_WORK ORDER:_ Write the data below out again, unchanged.

(Saved entries)
::::

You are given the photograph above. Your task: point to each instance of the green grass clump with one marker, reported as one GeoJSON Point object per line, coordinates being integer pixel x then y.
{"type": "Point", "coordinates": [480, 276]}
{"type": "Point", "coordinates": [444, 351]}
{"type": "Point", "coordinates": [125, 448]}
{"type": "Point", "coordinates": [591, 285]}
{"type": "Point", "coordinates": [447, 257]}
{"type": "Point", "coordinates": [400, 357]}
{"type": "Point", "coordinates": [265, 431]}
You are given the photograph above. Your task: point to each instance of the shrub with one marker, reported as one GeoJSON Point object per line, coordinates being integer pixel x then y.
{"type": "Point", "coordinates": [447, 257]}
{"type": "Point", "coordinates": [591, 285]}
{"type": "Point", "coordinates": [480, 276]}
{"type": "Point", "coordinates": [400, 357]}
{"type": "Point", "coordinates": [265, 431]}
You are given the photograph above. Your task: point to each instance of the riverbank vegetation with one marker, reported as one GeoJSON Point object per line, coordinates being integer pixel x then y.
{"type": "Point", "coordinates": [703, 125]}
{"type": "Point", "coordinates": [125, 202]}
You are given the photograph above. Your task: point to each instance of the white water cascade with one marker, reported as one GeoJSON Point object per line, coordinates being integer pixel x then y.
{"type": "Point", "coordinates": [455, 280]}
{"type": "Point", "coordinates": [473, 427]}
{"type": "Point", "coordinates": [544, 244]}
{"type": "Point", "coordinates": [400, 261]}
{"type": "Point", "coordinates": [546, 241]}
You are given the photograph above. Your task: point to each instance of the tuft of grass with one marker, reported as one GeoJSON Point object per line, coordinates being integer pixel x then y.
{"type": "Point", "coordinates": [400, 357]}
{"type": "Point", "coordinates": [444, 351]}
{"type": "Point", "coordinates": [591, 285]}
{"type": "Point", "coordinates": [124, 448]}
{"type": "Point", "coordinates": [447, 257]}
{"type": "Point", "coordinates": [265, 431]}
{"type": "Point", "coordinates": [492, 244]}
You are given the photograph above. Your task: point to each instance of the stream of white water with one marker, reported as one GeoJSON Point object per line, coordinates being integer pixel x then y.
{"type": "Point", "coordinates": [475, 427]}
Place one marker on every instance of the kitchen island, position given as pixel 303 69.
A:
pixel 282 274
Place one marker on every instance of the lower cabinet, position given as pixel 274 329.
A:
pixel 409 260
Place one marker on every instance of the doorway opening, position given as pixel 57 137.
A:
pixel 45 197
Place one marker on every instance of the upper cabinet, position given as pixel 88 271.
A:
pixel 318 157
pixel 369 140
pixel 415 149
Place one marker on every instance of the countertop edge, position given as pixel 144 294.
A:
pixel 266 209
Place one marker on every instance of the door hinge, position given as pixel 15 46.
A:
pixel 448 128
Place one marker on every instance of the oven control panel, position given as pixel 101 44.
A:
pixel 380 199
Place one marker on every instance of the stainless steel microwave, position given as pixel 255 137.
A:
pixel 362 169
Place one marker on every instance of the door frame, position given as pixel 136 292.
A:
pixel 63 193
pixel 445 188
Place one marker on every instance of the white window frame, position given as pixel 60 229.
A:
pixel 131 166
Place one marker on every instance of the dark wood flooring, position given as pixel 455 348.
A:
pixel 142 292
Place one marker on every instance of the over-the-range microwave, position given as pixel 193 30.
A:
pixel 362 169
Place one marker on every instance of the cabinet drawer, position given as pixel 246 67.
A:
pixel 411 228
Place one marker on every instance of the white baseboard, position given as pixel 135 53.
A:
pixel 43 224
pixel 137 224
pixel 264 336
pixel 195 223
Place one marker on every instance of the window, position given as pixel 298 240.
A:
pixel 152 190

::::

_FINISHED EXERCISE:_
You are given the photograph above. Your task: point to each instance of the green grass clump with one marker, reported as one GeoJSON Point object per line, coordinates being integer pixel x then y.
{"type": "Point", "coordinates": [480, 276]}
{"type": "Point", "coordinates": [444, 351]}
{"type": "Point", "coordinates": [125, 448]}
{"type": "Point", "coordinates": [591, 285]}
{"type": "Point", "coordinates": [447, 257]}
{"type": "Point", "coordinates": [400, 357]}
{"type": "Point", "coordinates": [265, 431]}
You are given the photograph above. Your task: point to each instance of the shrub with one marker, reported as one GeoJSON Point object per line, coordinates being integer pixel x then y.
{"type": "Point", "coordinates": [447, 257]}
{"type": "Point", "coordinates": [591, 285]}
{"type": "Point", "coordinates": [480, 276]}
{"type": "Point", "coordinates": [400, 357]}
{"type": "Point", "coordinates": [265, 431]}
You are given the photograph above. Your task: point to each instance of the riverbank vegetation with one marker, reported as one GeoJSON Point object per line, coordinates being integer pixel x then y.
{"type": "Point", "coordinates": [703, 125]}
{"type": "Point", "coordinates": [125, 202]}
You are given the photograph above. Your task: point to each instance of the white water cascade with one marker, reported as one GeoJSON Point object per line, coordinates being integer pixel x then y.
{"type": "Point", "coordinates": [455, 280]}
{"type": "Point", "coordinates": [473, 427]}
{"type": "Point", "coordinates": [544, 244]}
{"type": "Point", "coordinates": [400, 261]}
{"type": "Point", "coordinates": [546, 241]}
You are given the photograph above. Your task: point to each instance of the tuft of grass with one marker, reported as one GeoJSON Point object per line, coordinates being integer pixel x then y.
{"type": "Point", "coordinates": [400, 357]}
{"type": "Point", "coordinates": [444, 351]}
{"type": "Point", "coordinates": [591, 285]}
{"type": "Point", "coordinates": [124, 448]}
{"type": "Point", "coordinates": [447, 257]}
{"type": "Point", "coordinates": [265, 431]}
{"type": "Point", "coordinates": [492, 244]}
You are given the photograph above. Your task: point to each instance of the stream of white water with one marker, reported as one GeoJSON Point object per line, coordinates being integer pixel x then y.
{"type": "Point", "coordinates": [475, 427]}
Place one marker on every instance of the kitchen island, position given as pixel 303 69.
A:
pixel 282 274
Place one marker on every instance of the lower cabinet, position given as pixel 274 329.
A:
pixel 409 260
Place one marker on every instance of the doorway opening, position given as pixel 57 137.
A:
pixel 45 197
Place one marker on every instance of the upper cabinet, position given as pixel 88 271.
A:
pixel 318 157
pixel 369 140
pixel 415 149
Place one marker on every instance of the countertop edge, position given as pixel 144 294.
A:
pixel 266 209
Place one marker on every instance of the door hinge, position given as pixel 15 46.
A:
pixel 448 128
Place one marker on every instance of the oven control panel, position given as pixel 101 44.
A:
pixel 380 199
Place one marker on every instance of the stainless steel microwave, position given as pixel 255 137.
A:
pixel 362 169
Place one marker on every instance of the door frame, position given as pixel 136 292.
A:
pixel 63 193
pixel 445 188
Place one marker on every instance of the white window frame, position given as pixel 60 229.
A:
pixel 131 166
Place one marker on every instance of the dark wood flooring, position given as pixel 455 348.
A:
pixel 142 292
Place one marker on every instance of the over-the-range microwave, position given as pixel 193 30.
A:
pixel 362 169
Place one marker on every instance of the cabinet drawer, position given as pixel 246 67.
A:
pixel 411 228
Place one marker on every instance of the white baseboard, position given as pixel 135 53.
A:
pixel 43 224
pixel 137 224
pixel 264 336
pixel 195 223
Place one marker on every instance of the window, position given as pixel 298 240.
A:
pixel 152 190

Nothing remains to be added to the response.